--- The exercise ---
Convert the stretch from the start of the material below through the line containing "holes: even-odd" into a numbered list, skipping blank lines and including nothing beyond that stretch.

(Excerpts from annotation records)
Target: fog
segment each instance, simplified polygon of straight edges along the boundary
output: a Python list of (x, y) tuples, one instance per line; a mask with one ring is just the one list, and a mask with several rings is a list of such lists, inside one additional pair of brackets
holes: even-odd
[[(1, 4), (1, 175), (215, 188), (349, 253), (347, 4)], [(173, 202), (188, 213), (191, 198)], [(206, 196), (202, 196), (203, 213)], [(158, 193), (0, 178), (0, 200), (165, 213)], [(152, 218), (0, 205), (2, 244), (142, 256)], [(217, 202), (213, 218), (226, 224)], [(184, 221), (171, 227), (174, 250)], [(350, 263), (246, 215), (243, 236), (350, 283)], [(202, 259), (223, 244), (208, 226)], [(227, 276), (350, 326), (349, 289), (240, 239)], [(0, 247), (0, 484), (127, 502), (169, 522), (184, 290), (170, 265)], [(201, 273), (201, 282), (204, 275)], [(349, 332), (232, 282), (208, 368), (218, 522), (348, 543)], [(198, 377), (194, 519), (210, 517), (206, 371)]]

--- Task result ---
1. Target: fog
2. segment each instance, simplified polygon of straight edges along the boundary
3. output: a Python list of (x, y) tuples, one instance per line; a mask with one ring is just the one list, and a mask with several rings is a list of such lists, inside one additional pair of brackets
4. holes: even-odd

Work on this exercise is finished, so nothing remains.